One-time adversary Sen. Ted Cruz finally endorsed Trump after the 2016 primaries, in what some called one of the great political flip-flops of all time.

As reported by Politico, Cruz originally hinted that Trump may have had mob connections, and variously referred to him as a sniveling coward; a big, loud New York bully; a small and petty man who is intimidated by strong women; nuts; a pathological liar; and utterly amoral.

All that evaporated when early this year in an interview with Fox News, Cruz declared of Trump, “I look forward to supporting him enthusiastically.”

After trading humiliating insults with the former president in the past, Sen. Marco Rubio repented and was reportedly on Trump’s short list for vice president before hard-right conservative J.D. Vance won that sycophantic sweepstakes.  

Vance, who like the others is born-again in now deifying Trump, once wondered whether he was “America’s Hitler” and termed him a reprehensible moral disaster and a “total fraud.”

He wrote in a 2016 Atlantic essay that Trump falsely offers an easy escape from complex problems, while “so many of the hurts he exploits demand serious thought and measured action.”

* * * *

## [To do]
Rewrite the passage on Trump's former critics from the words that has "One-time adversary Sen." through "that sycophantic sweepstakes.", swapping "Cruz" for "Ted Cruz" each time it appears.

* * * *

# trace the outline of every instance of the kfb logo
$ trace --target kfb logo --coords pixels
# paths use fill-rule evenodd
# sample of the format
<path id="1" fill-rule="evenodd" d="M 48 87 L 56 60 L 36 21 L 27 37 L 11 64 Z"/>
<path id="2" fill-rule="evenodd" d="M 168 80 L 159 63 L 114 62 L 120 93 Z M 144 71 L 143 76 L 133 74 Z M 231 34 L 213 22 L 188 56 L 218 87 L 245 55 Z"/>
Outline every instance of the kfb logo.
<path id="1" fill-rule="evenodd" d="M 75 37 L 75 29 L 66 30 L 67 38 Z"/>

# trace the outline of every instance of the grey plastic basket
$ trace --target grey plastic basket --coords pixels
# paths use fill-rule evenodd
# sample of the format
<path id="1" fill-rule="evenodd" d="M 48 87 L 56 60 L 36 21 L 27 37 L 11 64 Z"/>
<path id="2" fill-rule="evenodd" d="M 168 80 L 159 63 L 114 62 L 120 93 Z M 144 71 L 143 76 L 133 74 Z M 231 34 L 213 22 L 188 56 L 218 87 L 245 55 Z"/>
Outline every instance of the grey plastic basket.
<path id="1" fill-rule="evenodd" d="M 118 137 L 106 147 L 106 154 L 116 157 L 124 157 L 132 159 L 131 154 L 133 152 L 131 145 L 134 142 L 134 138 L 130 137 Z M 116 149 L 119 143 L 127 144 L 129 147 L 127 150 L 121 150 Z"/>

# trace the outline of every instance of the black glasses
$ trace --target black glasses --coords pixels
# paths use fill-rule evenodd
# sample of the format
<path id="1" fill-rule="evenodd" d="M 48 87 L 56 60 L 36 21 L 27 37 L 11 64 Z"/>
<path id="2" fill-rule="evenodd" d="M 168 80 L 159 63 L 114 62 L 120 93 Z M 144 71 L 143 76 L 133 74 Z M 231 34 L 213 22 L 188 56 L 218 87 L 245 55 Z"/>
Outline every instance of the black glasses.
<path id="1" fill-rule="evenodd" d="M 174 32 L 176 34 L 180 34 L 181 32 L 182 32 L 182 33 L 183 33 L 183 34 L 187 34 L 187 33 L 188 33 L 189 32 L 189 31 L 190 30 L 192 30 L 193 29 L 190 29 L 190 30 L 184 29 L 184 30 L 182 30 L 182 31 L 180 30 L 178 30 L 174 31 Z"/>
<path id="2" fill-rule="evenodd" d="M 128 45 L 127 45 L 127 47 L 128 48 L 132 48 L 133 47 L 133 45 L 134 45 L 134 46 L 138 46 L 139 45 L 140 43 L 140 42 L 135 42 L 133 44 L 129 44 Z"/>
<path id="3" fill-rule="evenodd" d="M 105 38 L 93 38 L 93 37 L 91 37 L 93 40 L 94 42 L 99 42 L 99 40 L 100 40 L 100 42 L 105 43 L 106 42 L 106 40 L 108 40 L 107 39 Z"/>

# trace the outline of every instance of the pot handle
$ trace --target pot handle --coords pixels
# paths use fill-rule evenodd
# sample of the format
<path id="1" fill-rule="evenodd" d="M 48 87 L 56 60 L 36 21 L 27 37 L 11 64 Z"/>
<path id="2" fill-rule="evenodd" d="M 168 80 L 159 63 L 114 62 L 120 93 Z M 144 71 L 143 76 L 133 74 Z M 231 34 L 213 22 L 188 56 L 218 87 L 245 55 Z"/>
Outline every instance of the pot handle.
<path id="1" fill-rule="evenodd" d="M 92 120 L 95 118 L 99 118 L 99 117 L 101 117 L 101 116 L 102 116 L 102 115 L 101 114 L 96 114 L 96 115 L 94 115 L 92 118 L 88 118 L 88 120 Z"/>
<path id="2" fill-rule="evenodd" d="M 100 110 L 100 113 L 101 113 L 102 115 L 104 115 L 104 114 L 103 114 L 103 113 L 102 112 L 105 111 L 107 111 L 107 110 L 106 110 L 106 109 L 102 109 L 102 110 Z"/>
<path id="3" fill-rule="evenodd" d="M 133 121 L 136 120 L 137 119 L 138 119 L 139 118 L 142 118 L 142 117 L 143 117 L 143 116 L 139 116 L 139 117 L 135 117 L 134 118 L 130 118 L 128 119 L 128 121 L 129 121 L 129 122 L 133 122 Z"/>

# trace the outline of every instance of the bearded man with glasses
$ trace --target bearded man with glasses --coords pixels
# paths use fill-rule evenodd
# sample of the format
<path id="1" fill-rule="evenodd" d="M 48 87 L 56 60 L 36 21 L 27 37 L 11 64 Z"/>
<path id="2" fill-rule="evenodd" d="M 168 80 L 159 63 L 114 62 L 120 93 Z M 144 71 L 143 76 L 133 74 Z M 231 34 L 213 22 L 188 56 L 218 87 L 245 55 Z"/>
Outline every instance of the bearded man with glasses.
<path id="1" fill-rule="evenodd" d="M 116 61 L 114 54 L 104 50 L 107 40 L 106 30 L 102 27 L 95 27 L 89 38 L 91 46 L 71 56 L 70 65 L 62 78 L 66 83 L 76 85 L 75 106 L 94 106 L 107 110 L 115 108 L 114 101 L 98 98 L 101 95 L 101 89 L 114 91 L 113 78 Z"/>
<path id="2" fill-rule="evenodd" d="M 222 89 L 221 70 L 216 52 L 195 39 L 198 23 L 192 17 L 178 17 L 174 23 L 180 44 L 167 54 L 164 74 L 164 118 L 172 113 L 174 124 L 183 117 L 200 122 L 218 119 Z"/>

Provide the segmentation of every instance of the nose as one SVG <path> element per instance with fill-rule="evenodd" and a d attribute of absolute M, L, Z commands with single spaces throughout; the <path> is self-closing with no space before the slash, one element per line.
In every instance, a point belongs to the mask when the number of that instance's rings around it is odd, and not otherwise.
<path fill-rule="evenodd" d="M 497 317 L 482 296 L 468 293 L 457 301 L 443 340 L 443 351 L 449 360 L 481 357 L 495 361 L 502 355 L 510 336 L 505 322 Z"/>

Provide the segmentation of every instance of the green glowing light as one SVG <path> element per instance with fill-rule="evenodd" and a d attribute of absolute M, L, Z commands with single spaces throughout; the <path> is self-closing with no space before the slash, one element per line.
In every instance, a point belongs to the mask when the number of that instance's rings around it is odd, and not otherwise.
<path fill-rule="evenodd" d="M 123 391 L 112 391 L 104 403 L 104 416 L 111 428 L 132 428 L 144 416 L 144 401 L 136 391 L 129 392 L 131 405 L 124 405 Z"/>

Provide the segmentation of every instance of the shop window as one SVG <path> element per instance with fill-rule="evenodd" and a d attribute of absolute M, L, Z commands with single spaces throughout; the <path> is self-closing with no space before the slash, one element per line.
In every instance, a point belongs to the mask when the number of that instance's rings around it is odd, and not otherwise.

* * * *

## [Task response]
One-time adversary Sen. Ted Ted Cruz finally endorsed Trump after the 2016 primaries, in what some called one of the great political flip-flops of all time.

As reported by Politico, Ted Cruz originally hinted that Trump may have had mob connections, and variously referred to him as a sniveling coward; a big, loud New York bully; a small and petty man who is intimidated by strong women; nuts; a pathological liar; and utterly amoral.

All that evaporated when early this year in an interview with Fox News, Ted Cruz declared of Trump, “I look forward to supporting him enthusiastically.”

After trading humiliating insults with the former president in the past, Sen. Marco Rubio repented and was reportedly on Trump’s short list for vice president before hard-right conservative J.D. Vance won that sycophantic sweepstakes.